*Written task*: Rewrite all of the items below, replacing "wildlife count" with "terrain survey" wherever it occurs and keeping everything else the same.

# # # # #

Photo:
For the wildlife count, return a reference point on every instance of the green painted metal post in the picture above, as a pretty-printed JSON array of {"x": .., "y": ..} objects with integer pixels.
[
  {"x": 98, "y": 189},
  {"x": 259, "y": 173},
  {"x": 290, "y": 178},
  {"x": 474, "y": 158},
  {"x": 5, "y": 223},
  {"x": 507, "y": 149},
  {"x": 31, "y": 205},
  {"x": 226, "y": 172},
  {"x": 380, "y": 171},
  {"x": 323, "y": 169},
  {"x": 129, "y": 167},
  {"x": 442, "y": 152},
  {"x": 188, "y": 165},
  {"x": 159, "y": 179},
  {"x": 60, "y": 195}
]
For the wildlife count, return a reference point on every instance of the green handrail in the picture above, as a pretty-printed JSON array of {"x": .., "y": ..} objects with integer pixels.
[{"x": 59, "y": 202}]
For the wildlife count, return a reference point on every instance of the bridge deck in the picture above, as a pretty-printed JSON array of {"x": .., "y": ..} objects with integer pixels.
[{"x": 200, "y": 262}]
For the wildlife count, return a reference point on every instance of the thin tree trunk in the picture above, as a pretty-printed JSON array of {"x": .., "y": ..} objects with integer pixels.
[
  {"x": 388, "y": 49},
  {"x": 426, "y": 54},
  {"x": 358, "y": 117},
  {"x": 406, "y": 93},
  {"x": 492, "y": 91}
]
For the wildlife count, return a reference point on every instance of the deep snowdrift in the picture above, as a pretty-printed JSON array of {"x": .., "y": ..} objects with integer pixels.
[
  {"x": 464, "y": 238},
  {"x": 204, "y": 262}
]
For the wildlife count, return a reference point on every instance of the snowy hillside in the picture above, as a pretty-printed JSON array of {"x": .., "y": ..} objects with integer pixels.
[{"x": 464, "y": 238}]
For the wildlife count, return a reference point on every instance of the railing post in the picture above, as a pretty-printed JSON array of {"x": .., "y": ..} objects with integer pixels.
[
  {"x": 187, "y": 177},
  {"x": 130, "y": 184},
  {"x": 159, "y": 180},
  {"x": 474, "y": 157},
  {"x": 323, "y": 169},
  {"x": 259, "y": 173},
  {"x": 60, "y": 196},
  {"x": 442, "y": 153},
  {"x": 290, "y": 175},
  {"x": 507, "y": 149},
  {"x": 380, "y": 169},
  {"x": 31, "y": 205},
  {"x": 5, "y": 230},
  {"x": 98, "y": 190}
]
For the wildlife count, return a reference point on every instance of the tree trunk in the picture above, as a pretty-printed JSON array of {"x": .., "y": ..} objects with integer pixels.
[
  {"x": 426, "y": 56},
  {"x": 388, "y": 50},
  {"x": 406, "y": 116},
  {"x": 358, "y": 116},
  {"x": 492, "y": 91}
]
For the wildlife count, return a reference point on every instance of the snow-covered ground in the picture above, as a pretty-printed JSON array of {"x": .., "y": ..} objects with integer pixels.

# # # # #

*Response below*:
Photo:
For the terrain survey, return a reference point on every instance of the green painted metal post in the picture above, as a pretty-printed JSON array of {"x": .., "y": ..} objects with integer pixels.
[
  {"x": 98, "y": 189},
  {"x": 259, "y": 173},
  {"x": 290, "y": 178},
  {"x": 474, "y": 158},
  {"x": 5, "y": 223},
  {"x": 507, "y": 149},
  {"x": 31, "y": 205},
  {"x": 226, "y": 172},
  {"x": 380, "y": 171},
  {"x": 323, "y": 169},
  {"x": 129, "y": 167},
  {"x": 442, "y": 152},
  {"x": 188, "y": 165},
  {"x": 159, "y": 179},
  {"x": 60, "y": 195}
]
For the terrain survey, return a reference point on every instance of the green handrail in the picture above, as a pretty-printed JSON array of {"x": .., "y": ..} objects with integer pixels.
[{"x": 59, "y": 202}]
For the terrain survey, return a reference point on every instance of the bridge deck in the picture above, as a pretty-printed JSON array of {"x": .., "y": ..} objects with integer pixels.
[{"x": 200, "y": 262}]
For the terrain survey, return a reference point on every instance of the thin tree trunk in the picture above, as a pretty-printed JSON array of {"x": .., "y": ..} objects with integer pixels.
[
  {"x": 388, "y": 49},
  {"x": 426, "y": 54},
  {"x": 358, "y": 117},
  {"x": 406, "y": 93},
  {"x": 492, "y": 91}
]
For the terrain survey, return a reference point on every instance of the deep snowdrift in the picture above, as a pretty-printed JSON array of {"x": .., "y": ..} objects with integer pixels.
[
  {"x": 464, "y": 238},
  {"x": 204, "y": 262}
]
For the terrain survey, return a reference point on every instance of the snowy hillside in the picture above, as a pretty-printed JSON array of {"x": .., "y": ..} objects with integer pixels.
[{"x": 464, "y": 238}]
For the terrain survey, return a reference point on every instance of the railing post in the picture above, as a pretty-printed JSON array of {"x": .., "y": ..} objects with integer pixels.
[
  {"x": 187, "y": 177},
  {"x": 130, "y": 184},
  {"x": 159, "y": 180},
  {"x": 474, "y": 157},
  {"x": 323, "y": 169},
  {"x": 259, "y": 173},
  {"x": 60, "y": 196},
  {"x": 442, "y": 153},
  {"x": 290, "y": 175},
  {"x": 507, "y": 149},
  {"x": 380, "y": 169},
  {"x": 31, "y": 205},
  {"x": 5, "y": 230},
  {"x": 98, "y": 190}
]
For the terrain survey, return a reference point on every instance of the tree trunk in the picture above, as a pretty-printed JSON array of {"x": .., "y": ..} objects with integer pixels.
[
  {"x": 426, "y": 56},
  {"x": 388, "y": 50},
  {"x": 406, "y": 116},
  {"x": 358, "y": 116},
  {"x": 492, "y": 91}
]
For the terrain survey, return a reference point on every instance of the snow-covered ground in the picture above, as a pretty-printed JSON array of {"x": .., "y": ..} objects with integer pixels.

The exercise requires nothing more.